> [Yang Ditanyakan]:
- a) Menurut teks tentang simplifikasi cukai, berapa layer tarif yang dimiliki Sigaret Kretek Mesin (SKM)?
- b) Sunting teks tentang simplifikasi cukai: tuliskan kembali bagian yang dimulai dengan "Simplifikasi Cukai Dikhawatirkan" dan berlanjut hingga "perusahaan rokok besar.", dengan mengganti "Peneliti senior" menjadi "Peneliti utama".

> [Teks Bacaan]:
Ilustrasi petani tembakau. Foto: dok MI/Tosiani.
Ilustrasi petani tembakau. Foto: dok MI/Tosiani.

Simplifikasi Cukai Dikhawatirkan Picu Persaingan Usaha Tidak Sehat

Husen Miftahudin • 05 Oktober 2021 12:05
Jakarta: Peneliti senior Universitas Padjadjaran (Unpad) Bayu Kharisma mengkhawatirkan jika simplifikasi tarif cukai diterapkan, maka akan terjadi persaingan usaha tidak sehat. Sebab, perusahaan rokok legal yang kecil akan mengalami kesulitan bersaing dengan perusahaan rokok besar.
 
Menurut Bayu, jumlah 10 layer tarif Cukai Hasil Tembakau (CHT) yang ada saat ini sudah moderat, yaitu Sigaret Kretek Mesin (SKM) dengan tiga layer, Sigaret Putih Mesin (SPM) dengan tiga layer, dan Sigaret Kretek Tangan (SKT) atau Sigaret Putih Tangan (SPT) dengan empat layer.
 
"Semakin berkurangnya penjualan rokok dan banyak perusahaan khususnya pabrikan rokok kecil yang legal akan gulung tikar terutama posisi SKT yang kehilangan pangsa pasarnya, juga dikhawatirkan memperburuk tingkat pengangguran," ujar Bayu dalam keterangan resminya, Selasa, 5 Oktober 2021.

Lebih jauh ia menjelaskan volume produksi rokok perusahaan yang terkena dampak simplifikasi (golongan II layer 1 dan 2) akan mengalami penurunan produksi bahkan penutupan pabrik. Kondisi ini juga berdampak pada Pemutusan Hubungan Kerja (PHK) besar-besaran.

> [Data yang Diberikan]:
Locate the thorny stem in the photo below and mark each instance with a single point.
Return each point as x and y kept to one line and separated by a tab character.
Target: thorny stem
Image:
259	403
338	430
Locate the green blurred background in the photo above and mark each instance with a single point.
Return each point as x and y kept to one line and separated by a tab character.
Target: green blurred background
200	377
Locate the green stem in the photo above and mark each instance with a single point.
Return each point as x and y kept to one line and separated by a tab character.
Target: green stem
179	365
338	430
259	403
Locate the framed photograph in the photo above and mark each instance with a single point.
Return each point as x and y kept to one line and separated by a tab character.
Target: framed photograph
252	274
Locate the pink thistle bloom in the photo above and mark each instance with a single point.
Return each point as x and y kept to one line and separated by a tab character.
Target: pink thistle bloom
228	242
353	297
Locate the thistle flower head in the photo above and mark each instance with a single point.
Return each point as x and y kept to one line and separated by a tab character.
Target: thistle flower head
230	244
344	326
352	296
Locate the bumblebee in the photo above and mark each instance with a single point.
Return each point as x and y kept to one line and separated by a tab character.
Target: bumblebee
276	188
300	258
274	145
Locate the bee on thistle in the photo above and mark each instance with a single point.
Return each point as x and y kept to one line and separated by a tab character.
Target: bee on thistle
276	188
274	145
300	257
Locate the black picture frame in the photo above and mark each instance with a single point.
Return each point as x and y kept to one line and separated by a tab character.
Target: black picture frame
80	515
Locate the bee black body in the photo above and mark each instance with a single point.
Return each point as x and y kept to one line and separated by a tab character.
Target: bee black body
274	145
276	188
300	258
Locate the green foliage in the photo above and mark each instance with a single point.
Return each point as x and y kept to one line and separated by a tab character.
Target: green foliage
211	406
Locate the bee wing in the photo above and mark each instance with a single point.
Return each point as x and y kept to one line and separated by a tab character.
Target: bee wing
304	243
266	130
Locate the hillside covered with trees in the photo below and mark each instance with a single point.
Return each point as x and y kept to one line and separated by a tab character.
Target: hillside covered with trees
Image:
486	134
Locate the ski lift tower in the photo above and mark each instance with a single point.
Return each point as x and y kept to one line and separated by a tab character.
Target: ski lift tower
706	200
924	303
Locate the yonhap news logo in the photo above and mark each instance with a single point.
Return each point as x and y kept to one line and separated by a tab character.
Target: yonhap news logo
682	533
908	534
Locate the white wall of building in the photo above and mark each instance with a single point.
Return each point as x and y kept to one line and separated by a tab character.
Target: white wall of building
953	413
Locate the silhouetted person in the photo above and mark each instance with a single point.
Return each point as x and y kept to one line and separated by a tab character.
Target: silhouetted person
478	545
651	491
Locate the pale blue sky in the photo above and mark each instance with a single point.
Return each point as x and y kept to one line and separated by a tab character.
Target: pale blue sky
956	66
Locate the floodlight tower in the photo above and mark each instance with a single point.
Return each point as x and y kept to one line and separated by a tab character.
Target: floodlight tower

> [Daftar Jawaban]:
- a) Tiga layer.

- b)
Simplifikasi Cukai Dikhawatirkan Picu Persaingan Usaha Tidak Sehat

Husen Miftahudin • 05 Oktober 2021 12:05
Jakarta: Peneliti utama Universitas Padjadjaran (Unpad) Bayu Kharisma mengkhawatirkan jika simplifikasi tarif cukai diterapkan, maka akan terjadi persaingan usaha tidak sehat. Sebab, perusahaan rokok legal yang kecil akan mengalami kesulitan bersaing dengan perusahaan rokok besar.